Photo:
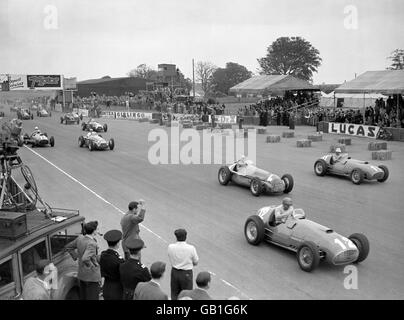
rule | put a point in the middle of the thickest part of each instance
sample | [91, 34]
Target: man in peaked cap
[132, 271]
[109, 262]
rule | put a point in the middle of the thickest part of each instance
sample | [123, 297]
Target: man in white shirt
[183, 258]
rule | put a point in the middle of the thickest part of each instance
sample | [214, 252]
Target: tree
[143, 71]
[397, 59]
[204, 72]
[225, 78]
[294, 56]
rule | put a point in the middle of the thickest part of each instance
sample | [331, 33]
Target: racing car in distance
[71, 118]
[258, 180]
[94, 125]
[42, 112]
[24, 114]
[39, 140]
[310, 241]
[96, 142]
[356, 170]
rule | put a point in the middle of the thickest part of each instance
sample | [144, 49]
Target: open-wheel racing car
[356, 170]
[39, 139]
[24, 114]
[258, 180]
[94, 125]
[311, 241]
[96, 142]
[71, 118]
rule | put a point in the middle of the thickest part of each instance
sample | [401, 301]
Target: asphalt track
[100, 185]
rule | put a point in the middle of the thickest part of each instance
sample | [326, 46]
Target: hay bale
[382, 155]
[288, 134]
[346, 141]
[377, 145]
[303, 143]
[338, 145]
[315, 137]
[273, 138]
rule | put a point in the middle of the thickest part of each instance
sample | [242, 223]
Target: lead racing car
[312, 242]
[94, 125]
[356, 170]
[95, 141]
[243, 172]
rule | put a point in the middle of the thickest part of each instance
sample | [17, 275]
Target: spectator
[132, 271]
[201, 292]
[152, 290]
[109, 262]
[37, 288]
[130, 223]
[85, 249]
[183, 257]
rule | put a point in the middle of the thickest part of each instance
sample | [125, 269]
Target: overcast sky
[104, 37]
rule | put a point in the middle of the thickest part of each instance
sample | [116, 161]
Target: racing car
[38, 139]
[94, 125]
[71, 118]
[96, 142]
[24, 114]
[356, 170]
[310, 241]
[42, 112]
[258, 180]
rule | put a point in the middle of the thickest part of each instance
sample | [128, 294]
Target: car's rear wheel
[362, 243]
[320, 167]
[256, 187]
[288, 180]
[254, 230]
[357, 176]
[386, 173]
[111, 144]
[308, 256]
[224, 175]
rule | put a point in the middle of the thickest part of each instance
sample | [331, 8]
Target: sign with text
[358, 130]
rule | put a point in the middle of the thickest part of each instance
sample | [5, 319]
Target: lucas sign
[358, 130]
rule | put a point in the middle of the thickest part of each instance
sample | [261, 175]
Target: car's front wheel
[254, 230]
[386, 173]
[308, 256]
[362, 243]
[224, 175]
[256, 187]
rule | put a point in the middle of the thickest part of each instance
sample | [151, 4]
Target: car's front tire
[362, 243]
[320, 167]
[254, 230]
[386, 173]
[308, 256]
[224, 175]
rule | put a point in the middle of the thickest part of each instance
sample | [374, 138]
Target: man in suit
[151, 290]
[130, 223]
[201, 292]
[132, 271]
[85, 249]
[109, 262]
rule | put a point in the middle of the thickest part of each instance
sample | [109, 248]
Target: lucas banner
[358, 130]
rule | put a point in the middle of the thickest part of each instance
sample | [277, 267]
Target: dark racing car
[95, 141]
[94, 125]
[245, 173]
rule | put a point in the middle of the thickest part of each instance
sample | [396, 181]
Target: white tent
[350, 100]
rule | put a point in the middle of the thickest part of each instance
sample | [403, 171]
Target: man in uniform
[132, 271]
[109, 262]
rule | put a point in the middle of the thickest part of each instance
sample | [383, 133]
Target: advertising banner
[358, 130]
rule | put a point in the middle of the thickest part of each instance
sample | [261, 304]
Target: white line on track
[116, 208]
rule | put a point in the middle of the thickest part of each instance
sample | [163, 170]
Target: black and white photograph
[201, 150]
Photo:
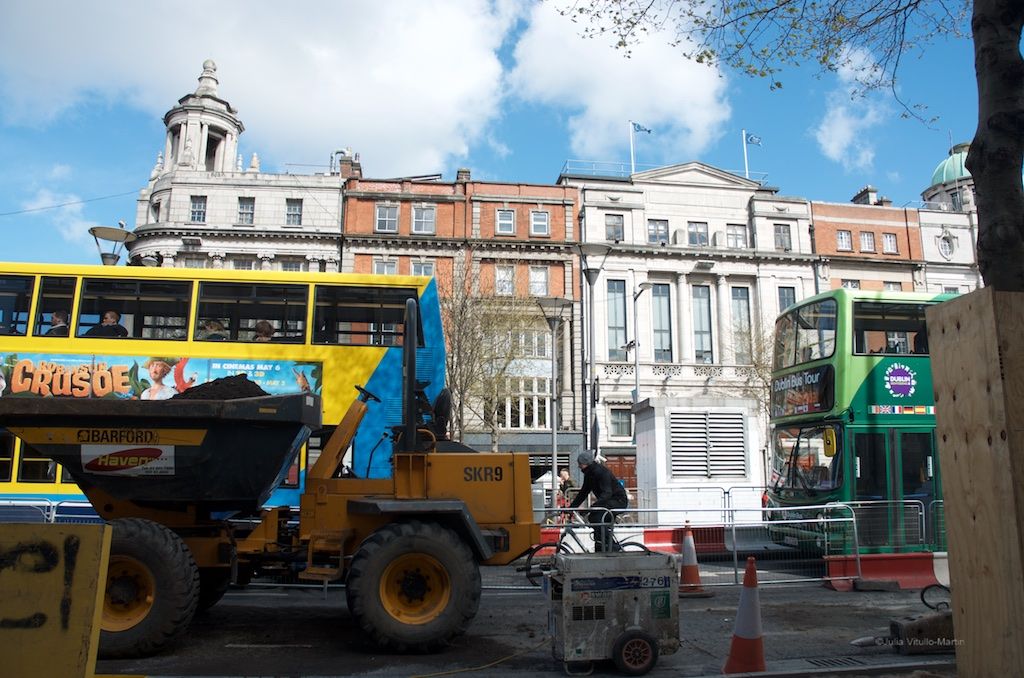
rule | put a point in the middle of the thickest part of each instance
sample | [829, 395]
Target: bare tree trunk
[997, 149]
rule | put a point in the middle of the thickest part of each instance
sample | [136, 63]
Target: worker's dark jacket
[608, 493]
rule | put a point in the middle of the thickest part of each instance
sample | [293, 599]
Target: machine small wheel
[635, 652]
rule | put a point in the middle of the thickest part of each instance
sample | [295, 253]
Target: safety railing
[787, 550]
[885, 524]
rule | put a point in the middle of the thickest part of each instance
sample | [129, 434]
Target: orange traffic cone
[689, 574]
[747, 654]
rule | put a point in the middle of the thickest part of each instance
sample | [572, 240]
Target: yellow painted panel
[51, 597]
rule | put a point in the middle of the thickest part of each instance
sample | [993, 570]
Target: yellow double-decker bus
[79, 331]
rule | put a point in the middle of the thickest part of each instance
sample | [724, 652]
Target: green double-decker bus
[853, 424]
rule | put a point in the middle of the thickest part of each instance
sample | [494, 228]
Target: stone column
[684, 320]
[724, 326]
[204, 138]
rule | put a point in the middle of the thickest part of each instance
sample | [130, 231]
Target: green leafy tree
[761, 38]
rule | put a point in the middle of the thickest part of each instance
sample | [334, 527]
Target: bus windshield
[799, 460]
[805, 334]
[889, 328]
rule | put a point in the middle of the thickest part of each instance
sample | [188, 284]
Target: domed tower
[952, 185]
[203, 129]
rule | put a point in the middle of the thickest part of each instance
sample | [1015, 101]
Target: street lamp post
[589, 252]
[643, 287]
[553, 308]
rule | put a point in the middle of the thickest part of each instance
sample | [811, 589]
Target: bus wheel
[213, 583]
[152, 589]
[413, 586]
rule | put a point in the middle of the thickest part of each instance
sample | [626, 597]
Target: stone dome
[952, 168]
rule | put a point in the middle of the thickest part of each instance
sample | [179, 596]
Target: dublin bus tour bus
[853, 425]
[79, 331]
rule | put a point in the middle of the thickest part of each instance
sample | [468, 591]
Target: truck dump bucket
[217, 455]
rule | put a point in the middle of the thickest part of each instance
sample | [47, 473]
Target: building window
[707, 445]
[539, 281]
[866, 241]
[735, 236]
[616, 320]
[657, 231]
[786, 297]
[505, 224]
[387, 219]
[247, 211]
[540, 223]
[660, 303]
[620, 423]
[293, 212]
[423, 268]
[889, 244]
[696, 234]
[197, 211]
[385, 266]
[783, 241]
[741, 325]
[614, 227]
[701, 324]
[522, 404]
[504, 281]
[424, 220]
[844, 241]
[946, 246]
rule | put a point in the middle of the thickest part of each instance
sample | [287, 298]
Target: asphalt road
[301, 632]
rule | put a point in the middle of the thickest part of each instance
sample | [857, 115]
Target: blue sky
[507, 89]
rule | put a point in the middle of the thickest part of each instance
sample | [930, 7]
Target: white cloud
[408, 84]
[68, 219]
[682, 101]
[844, 134]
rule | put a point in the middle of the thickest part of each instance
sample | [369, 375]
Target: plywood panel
[51, 595]
[977, 344]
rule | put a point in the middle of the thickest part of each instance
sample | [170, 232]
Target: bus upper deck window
[15, 297]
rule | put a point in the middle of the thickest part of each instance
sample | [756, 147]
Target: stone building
[686, 268]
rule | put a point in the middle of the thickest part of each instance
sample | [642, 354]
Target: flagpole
[747, 171]
[633, 164]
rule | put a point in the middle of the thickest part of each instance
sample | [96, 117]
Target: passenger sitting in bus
[264, 331]
[109, 327]
[921, 342]
[58, 324]
[213, 330]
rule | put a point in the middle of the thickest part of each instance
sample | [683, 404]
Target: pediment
[694, 173]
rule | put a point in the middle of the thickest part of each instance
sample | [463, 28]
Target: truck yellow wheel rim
[130, 593]
[415, 588]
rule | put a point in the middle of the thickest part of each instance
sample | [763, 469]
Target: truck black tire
[213, 583]
[413, 586]
[152, 589]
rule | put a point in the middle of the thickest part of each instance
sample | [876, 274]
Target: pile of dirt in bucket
[225, 388]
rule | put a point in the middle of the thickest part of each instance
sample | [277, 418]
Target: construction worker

WHAT IS EXPECTED. Everything in the entries must be written out exactly; the pictures stay out.

ANSWER TO THIS PROBLEM.
Photo:
rule | put a point in the middle of the thickest part of each instance
sample | [91, 34]
Target: man in peaked cap
[132, 271]
[109, 262]
rule | put a point in the middle of the thickest part of each instance
sample | [123, 297]
Target: man in white shirt
[183, 258]
rule | put a point in the middle of the thickest part of each instance
sample | [214, 252]
Target: tree
[143, 71]
[397, 59]
[204, 72]
[225, 78]
[294, 56]
rule | put a point in the middle of the thickest part of each instance
sample | [331, 33]
Target: racing car in distance
[71, 118]
[258, 180]
[94, 125]
[42, 112]
[24, 114]
[39, 140]
[310, 241]
[96, 142]
[356, 170]
rule | put a point in the middle of the thickest part of each instance
sample | [144, 49]
Target: open-wheel racing car
[356, 170]
[39, 139]
[24, 114]
[258, 180]
[94, 125]
[311, 241]
[96, 142]
[71, 118]
rule | put a point in the middle of the thickest part of each instance
sample | [401, 301]
Target: asphalt track
[100, 185]
rule | put a point in the middle of the thickest part of each instance
sample | [326, 46]
Target: hay bale
[382, 155]
[288, 134]
[346, 141]
[377, 145]
[303, 143]
[338, 145]
[315, 137]
[273, 138]
rule | put a point in the middle of the thickest part of each instance
sample | [242, 223]
Target: lead racing car
[312, 242]
[94, 125]
[356, 170]
[95, 141]
[243, 172]
rule | put a point in the middle of the thickest part of each instance
sample | [17, 275]
Target: spectator
[132, 271]
[201, 292]
[152, 290]
[109, 262]
[37, 288]
[130, 223]
[85, 249]
[183, 257]
rule | put a point in the middle of the thickest part of each instance
sample | [125, 269]
Target: overcast sky
[104, 37]
rule | put a point in the middle of the thickest part of each instance
sample | [116, 161]
Target: racing car
[38, 139]
[94, 125]
[71, 118]
[96, 142]
[24, 114]
[356, 170]
[310, 241]
[42, 112]
[258, 180]
rule | put a point in the middle of the thickest part of each instance
sample | [128, 294]
Target: car's rear wheel
[362, 243]
[320, 167]
[256, 187]
[288, 180]
[254, 230]
[357, 176]
[386, 173]
[111, 144]
[308, 256]
[224, 175]
rule | put a point in the middle of the thickest part of each instance
sample | [331, 8]
Target: sign with text
[358, 130]
rule | put a point in the middle of the thickest part of each instance
sample | [5, 319]
Target: lucas sign
[358, 130]
rule | put a point in the middle of the thickest part of each instance
sample | [261, 175]
Target: car's front wheel
[254, 230]
[386, 173]
[308, 256]
[362, 243]
[224, 175]
[256, 187]
rule | put a point in the middle of the thickest part of each instance
sample | [151, 4]
Target: car's front tire
[362, 243]
[320, 167]
[254, 230]
[386, 173]
[308, 256]
[224, 175]
rule | put a point in the middle of the thickest part of each instance
sample | [374, 138]
Target: man in suit
[151, 290]
[130, 223]
[201, 292]
[132, 271]
[85, 249]
[109, 262]
rule | put a point in the middle of the thickest part of each instance
sample | [109, 248]
Target: lucas banner
[358, 130]
rule | put a point in the middle of the thickest part of each instance
sample | [277, 267]
Target: dark racing car
[95, 141]
[94, 125]
[245, 173]
rule | put a point in the middle of the thickest part of each instance
sample | [396, 181]
Target: white tent
[350, 100]
rule | put a point in the middle of the thickest part of each instance
sample | [403, 171]
Target: man in uniform
[132, 271]
[109, 262]
rule | put a point in the middle of the thickest part of each instance
sample | [383, 133]
Target: advertising banner
[358, 130]
rule | put a point in the middle of the thickest part of each instance
sample | [261, 304]
Target: white line on track
[116, 208]
rule | put a point in the middle of the thickest part of each instance
sample | [163, 170]
Target: black and white photograph
[201, 150]
Photo:
rule | put a point in the middle of the thickest part of each instance
sample | [829, 395]
Target: bare tree trunk
[997, 149]
rule | put a point in the middle of the thickest part of each instance
sample | [136, 63]
Target: worker's dark jacket
[608, 493]
rule | put a point in the middle of the thickest part of each instance
sample | [293, 599]
Target: machine small wheel
[635, 652]
rule | put a point in the middle of the thickest part of each instance
sample | [295, 253]
Target: safety railing
[787, 550]
[885, 524]
rule | put a point in the middle of the thickest part of each instance
sample | [129, 434]
Target: orange traffic cone
[689, 574]
[747, 654]
rule | put a point in the middle of the thickest part of each instance
sample | [572, 240]
Target: yellow painted panel
[51, 597]
rule | put a point in the middle of the thickest part of each instance
sample | [993, 570]
Target: yellow double-decker bus
[79, 331]
rule | put a point in the middle of the thickest part of each instance
sample | [724, 652]
Target: green double-decker bus
[853, 424]
rule | put a point in the middle of the thickest part of each instance
sample | [494, 228]
Target: stone column
[684, 320]
[724, 326]
[204, 138]
rule | put a point in the middle of the thickest part of each instance
sample | [130, 231]
Target: green leafy tree
[761, 38]
rule | put a point in the middle of the thickest part of each instance
sample | [334, 527]
Target: bus windshield
[799, 460]
[805, 334]
[889, 328]
rule | put a point in the middle of the thickest part of each instance
sample | [188, 284]
Target: domed tower
[952, 185]
[203, 129]
rule | put a point in the middle of the thickest part of each instance
sample | [1015, 101]
Target: street lamp post
[589, 252]
[643, 287]
[553, 308]
rule | put a point in the middle of the thickest part of each instance
sample | [811, 589]
Target: bus wheel
[213, 583]
[152, 589]
[413, 586]
rule | put a point in the middle of the thickest part of each instance
sample | [626, 597]
Target: stone dome
[952, 168]
rule | put a point in the middle of the thickest part of each instance
sample | [179, 596]
Target: dublin bus tour bus
[853, 425]
[79, 331]
rule | put a point in the middle of the thickest part of each instance
sample | [468, 591]
Target: truck dump bucket
[217, 455]
rule | put a point in the middle of the thickest part of each instance
sample | [47, 473]
Target: building window
[707, 445]
[539, 281]
[866, 241]
[735, 236]
[616, 320]
[657, 231]
[786, 297]
[505, 224]
[387, 219]
[247, 211]
[540, 223]
[660, 303]
[620, 423]
[293, 212]
[423, 268]
[889, 244]
[696, 234]
[197, 211]
[385, 266]
[783, 241]
[741, 325]
[614, 227]
[701, 324]
[522, 404]
[504, 281]
[424, 220]
[844, 241]
[946, 246]
rule | put a point in the middle of the thickest part of each instance
sample | [287, 298]
Target: asphalt road
[301, 632]
rule | put a point in the middle of the thickest part of each instance
sample | [857, 115]
Target: blue sky
[507, 89]
rule | put a point in the middle of the thickest part of each instance
sample | [930, 7]
Target: white cloud
[408, 84]
[68, 219]
[682, 101]
[844, 134]
rule | put a point in the middle of the thickest part of each instance
sample | [369, 375]
Target: plywood panel
[51, 595]
[977, 344]
rule | put a point in the middle of the thickest part of each instance
sample | [170, 232]
Target: bus upper deck window
[15, 297]
rule | put a point in the middle of the thickest part of each instance
sample | [756, 147]
Target: stone building
[686, 268]
rule | put a point in the middle of the thickest part of each instance
sample | [642, 354]
Target: flagpole
[747, 171]
[633, 164]
rule | put a point in the middle of the thickest part of each instance
sample | [96, 117]
Target: passenger sitting in bus
[264, 331]
[109, 327]
[921, 342]
[58, 324]
[213, 330]
rule | put a point in the middle of the thickest part of each instance
sample | [683, 404]
Target: pediment
[694, 173]
rule | put a point in the middle of the thickest part of each instance
sample | [463, 28]
Target: truck yellow wheel rim
[130, 593]
[415, 588]
rule | put a point in the middle of the thickest part of each instance
sample | [763, 469]
Target: truck black tire
[213, 583]
[413, 586]
[152, 589]
rule | put a point in the middle of the thickest part of each instance
sample | [876, 274]
Target: pile of dirt in bucket
[225, 388]
rule | put a point in the middle of the thickest part of each instance
sample | [277, 418]
Target: construction worker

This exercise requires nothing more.